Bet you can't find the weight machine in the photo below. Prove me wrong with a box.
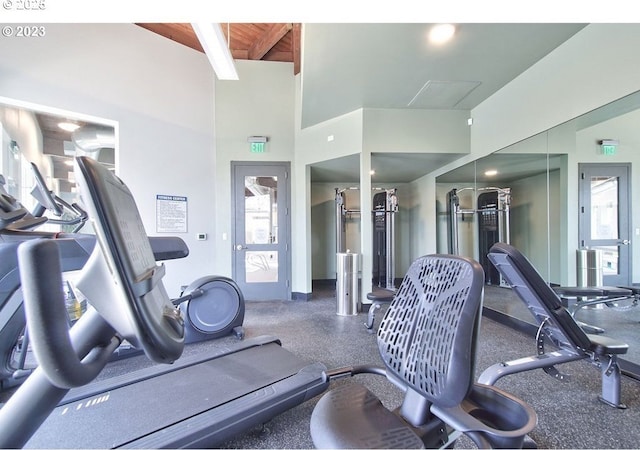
[447,187,511,286]
[335,187,398,290]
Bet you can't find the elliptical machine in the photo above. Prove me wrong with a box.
[0,163,245,391]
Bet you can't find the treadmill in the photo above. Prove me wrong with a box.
[0,157,329,448]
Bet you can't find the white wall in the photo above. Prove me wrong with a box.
[0,24,215,296]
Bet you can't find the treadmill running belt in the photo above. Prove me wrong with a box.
[27,343,324,448]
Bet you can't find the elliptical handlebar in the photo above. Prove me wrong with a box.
[18,239,120,389]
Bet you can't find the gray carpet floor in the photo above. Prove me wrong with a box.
[0,289,640,448]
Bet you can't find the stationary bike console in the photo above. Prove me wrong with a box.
[75,156,184,363]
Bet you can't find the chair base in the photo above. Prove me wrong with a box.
[311,383,449,448]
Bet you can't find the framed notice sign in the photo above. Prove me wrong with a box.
[156,194,187,233]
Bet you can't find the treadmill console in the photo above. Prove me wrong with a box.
[75,156,184,363]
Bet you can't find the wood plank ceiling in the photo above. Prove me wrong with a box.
[136,23,300,75]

## [Written problem]
Quote, character for character, the lines of the records above, beginning with the line that contains "Bet you can't find the treadmill running" and continuing through the line that contains "[18,239,120,389]".

## [Result for this task]
Bet you can't find the treadmill running belt in the photo above. Prove me wrong with a box.
[27,343,324,448]
Bet you can't find the elliptical handlebar in the photo above. Prove me wrong with a box.
[18,239,120,389]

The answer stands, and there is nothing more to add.